Requirement 1:
From the post on an asexual reading of The Wizard of Oz, can you pull out everything from "Mmkay, so for" down to "get the picture."?
Requirement 2:
What does the post on an asexual reading of The Wizard of Oz say, in two sentences?

Mmkay, so for my big final paper in my gender and film class, I did a full-blown asexual reading of The Wizard of Oz. It's written somewhat in response to an article by Alexander Doty, which was a surprisingly convincing homosexual reading that had Dorothy as a lesbian, torn between femme Glinda and butch Wicked Witch of the West. Kept thinking when I read it, though, that it'd make even more sense if Dorothy was just asexual. It's unfortunate that Doty's article isn't available on the internet (you have to get one of his books to read it), but I think you'll still get the picture.

Stored rows:

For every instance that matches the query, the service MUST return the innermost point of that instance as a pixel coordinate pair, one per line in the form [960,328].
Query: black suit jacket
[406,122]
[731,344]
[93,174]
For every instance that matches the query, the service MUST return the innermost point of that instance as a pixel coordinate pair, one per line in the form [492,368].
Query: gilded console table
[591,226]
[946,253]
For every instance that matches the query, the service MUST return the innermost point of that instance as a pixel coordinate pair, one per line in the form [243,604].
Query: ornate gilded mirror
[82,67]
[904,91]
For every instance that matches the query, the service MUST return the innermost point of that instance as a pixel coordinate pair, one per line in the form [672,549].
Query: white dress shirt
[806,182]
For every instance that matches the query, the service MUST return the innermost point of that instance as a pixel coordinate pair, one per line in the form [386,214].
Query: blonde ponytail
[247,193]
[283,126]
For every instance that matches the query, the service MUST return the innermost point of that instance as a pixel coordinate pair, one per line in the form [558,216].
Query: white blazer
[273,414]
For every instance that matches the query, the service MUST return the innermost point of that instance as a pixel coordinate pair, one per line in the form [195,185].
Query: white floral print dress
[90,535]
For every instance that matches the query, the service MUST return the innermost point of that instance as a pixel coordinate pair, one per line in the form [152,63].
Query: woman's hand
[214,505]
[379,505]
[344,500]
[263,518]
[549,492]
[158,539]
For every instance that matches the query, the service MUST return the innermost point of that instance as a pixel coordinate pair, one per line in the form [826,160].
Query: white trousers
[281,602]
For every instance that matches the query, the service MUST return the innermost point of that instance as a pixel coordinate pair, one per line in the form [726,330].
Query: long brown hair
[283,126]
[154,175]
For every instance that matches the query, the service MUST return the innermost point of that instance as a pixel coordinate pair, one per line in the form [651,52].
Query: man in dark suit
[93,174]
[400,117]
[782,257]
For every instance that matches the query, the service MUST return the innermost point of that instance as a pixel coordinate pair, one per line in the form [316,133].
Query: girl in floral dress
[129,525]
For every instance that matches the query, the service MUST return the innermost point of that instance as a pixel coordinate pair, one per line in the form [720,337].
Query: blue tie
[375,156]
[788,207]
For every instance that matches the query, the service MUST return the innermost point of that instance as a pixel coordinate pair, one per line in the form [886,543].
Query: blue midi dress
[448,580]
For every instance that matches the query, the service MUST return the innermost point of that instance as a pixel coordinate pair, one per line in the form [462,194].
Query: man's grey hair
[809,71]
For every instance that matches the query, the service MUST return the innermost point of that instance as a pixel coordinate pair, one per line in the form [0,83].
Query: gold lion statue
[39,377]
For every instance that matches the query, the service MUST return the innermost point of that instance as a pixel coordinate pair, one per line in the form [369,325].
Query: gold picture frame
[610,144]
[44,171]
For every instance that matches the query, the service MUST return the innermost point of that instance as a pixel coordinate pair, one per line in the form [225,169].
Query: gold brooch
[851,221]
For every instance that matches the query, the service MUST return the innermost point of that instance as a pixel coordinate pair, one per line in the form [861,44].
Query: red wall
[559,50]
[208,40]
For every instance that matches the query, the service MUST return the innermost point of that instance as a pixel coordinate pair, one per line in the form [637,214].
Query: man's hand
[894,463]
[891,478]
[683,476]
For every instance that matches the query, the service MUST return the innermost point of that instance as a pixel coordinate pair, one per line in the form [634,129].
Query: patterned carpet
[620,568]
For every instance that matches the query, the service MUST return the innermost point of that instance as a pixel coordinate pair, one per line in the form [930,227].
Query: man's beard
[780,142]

* * *

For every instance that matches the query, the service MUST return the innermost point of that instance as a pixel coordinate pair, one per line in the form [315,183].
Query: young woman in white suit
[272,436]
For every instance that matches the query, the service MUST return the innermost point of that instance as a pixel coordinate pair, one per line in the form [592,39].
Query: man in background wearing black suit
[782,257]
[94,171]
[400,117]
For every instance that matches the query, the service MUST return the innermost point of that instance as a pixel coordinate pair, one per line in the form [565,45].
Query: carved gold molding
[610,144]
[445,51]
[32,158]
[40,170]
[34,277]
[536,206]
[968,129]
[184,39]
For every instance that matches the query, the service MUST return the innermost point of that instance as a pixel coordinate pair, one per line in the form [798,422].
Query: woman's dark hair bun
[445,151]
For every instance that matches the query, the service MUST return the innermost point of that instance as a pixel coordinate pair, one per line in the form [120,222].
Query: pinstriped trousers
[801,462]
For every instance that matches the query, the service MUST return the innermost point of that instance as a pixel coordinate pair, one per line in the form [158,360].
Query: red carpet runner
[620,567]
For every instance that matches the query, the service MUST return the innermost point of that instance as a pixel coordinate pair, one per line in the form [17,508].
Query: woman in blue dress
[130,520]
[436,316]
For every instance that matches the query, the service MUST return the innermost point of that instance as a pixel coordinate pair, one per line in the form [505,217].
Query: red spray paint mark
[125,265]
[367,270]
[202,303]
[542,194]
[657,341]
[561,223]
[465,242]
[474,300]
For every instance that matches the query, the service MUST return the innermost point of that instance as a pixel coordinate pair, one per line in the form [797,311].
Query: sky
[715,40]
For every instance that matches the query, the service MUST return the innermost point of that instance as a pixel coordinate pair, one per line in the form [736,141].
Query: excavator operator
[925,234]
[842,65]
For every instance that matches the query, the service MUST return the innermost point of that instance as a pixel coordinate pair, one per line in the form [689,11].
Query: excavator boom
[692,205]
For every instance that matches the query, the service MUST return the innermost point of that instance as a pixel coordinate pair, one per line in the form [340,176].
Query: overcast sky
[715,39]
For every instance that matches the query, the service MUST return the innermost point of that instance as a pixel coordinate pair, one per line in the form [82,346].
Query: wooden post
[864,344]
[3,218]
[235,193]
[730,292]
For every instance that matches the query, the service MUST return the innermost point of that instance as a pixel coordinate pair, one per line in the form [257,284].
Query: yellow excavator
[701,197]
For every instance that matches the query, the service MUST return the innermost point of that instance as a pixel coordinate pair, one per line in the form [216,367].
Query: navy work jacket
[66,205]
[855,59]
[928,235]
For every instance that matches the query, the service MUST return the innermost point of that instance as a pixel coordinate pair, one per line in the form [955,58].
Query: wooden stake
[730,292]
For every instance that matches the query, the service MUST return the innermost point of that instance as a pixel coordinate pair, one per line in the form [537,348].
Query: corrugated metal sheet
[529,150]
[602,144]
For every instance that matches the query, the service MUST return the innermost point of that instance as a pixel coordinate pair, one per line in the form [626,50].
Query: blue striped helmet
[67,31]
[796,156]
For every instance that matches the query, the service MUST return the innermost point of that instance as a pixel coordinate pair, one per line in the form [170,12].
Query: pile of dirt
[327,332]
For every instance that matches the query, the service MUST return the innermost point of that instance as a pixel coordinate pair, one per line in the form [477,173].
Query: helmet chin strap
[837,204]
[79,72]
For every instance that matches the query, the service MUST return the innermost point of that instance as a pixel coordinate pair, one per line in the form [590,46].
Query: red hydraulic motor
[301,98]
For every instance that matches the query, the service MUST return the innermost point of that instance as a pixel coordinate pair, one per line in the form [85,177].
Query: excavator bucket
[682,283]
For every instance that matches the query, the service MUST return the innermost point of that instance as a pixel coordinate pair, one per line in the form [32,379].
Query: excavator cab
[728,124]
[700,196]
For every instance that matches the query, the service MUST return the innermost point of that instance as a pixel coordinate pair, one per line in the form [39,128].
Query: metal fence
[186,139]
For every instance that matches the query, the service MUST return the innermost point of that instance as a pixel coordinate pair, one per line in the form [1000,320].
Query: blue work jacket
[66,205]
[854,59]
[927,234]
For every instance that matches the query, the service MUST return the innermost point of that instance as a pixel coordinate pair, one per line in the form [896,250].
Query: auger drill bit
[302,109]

Exercise response 1:
Mmkay, so for my big final paper in my gender and film class, I did a full-blown asexual reading of The Wizard of Oz. It's written somewhat in response to an article by Alexander Doty, which was a surprisingly convincing homosexual reading that had Dorothy as a lesbian, torn between femme Glinda and butch Wicked Witch of the West. Kept thinking when I read it, though, that it'd make even more sense if Dorothy was just asexual. It's unfortunate that Doty's article isn't available on the internet (you have to get one of his books to read it), but I think you'll still get the picture.

Exercise response 2:
For a final paper in a gender and film class, the writer gave an asexual reading of The Wizard of Oz. The paper partly responds to an article by Alexander Doty, who argued that Dorothy is a lesbian torn between femme Glinda and the butch Wicked Witch of the West, and the writer thought that Dorothy would make even more sense as asexual.